Recorded data ::
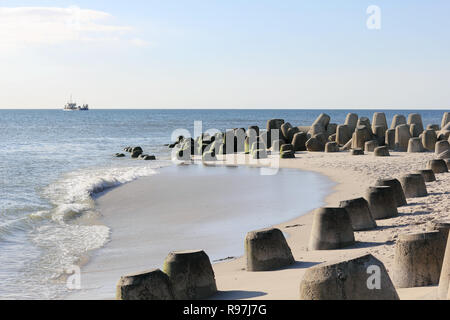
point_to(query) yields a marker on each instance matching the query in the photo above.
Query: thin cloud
(24, 26)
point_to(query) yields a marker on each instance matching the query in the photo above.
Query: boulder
(332, 147)
(379, 119)
(315, 145)
(149, 285)
(442, 146)
(267, 250)
(444, 281)
(299, 141)
(438, 166)
(359, 212)
(382, 202)
(428, 175)
(381, 152)
(371, 145)
(398, 120)
(416, 119)
(418, 259)
(361, 135)
(402, 136)
(415, 145)
(399, 195)
(357, 152)
(343, 134)
(331, 229)
(414, 186)
(390, 139)
(351, 121)
(348, 279)
(429, 139)
(191, 275)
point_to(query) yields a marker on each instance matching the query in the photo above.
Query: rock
(416, 119)
(390, 139)
(415, 145)
(402, 136)
(299, 141)
(287, 154)
(438, 166)
(359, 212)
(361, 135)
(398, 120)
(381, 152)
(428, 175)
(429, 139)
(343, 134)
(397, 189)
(444, 281)
(371, 145)
(357, 152)
(331, 147)
(267, 250)
(331, 229)
(191, 275)
(259, 154)
(445, 119)
(347, 279)
(150, 285)
(351, 122)
(414, 186)
(382, 202)
(379, 119)
(441, 146)
(315, 145)
(414, 130)
(418, 259)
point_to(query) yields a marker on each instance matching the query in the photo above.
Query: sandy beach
(352, 176)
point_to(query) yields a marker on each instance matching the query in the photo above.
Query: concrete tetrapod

What needs to be done :: The last part of the records is the answer, beginning at the line that holds "Query: rock" and including the final line, repeated exactly.

Response to the task ::
Query: rock
(416, 119)
(390, 139)
(415, 145)
(402, 136)
(299, 141)
(287, 154)
(438, 166)
(359, 212)
(361, 135)
(398, 120)
(381, 152)
(428, 175)
(429, 139)
(343, 134)
(397, 189)
(444, 281)
(371, 145)
(357, 152)
(331, 147)
(267, 250)
(331, 229)
(191, 275)
(259, 154)
(445, 119)
(347, 279)
(150, 285)
(351, 122)
(414, 186)
(382, 202)
(379, 119)
(441, 146)
(315, 145)
(414, 130)
(418, 259)
point_to(query) yields a marker on each instance matching the query in the photo above.
Query: sandy beach
(352, 176)
point_to(query) yields a marker on each instance matching the query in the photo above.
Query: concrete tetrapod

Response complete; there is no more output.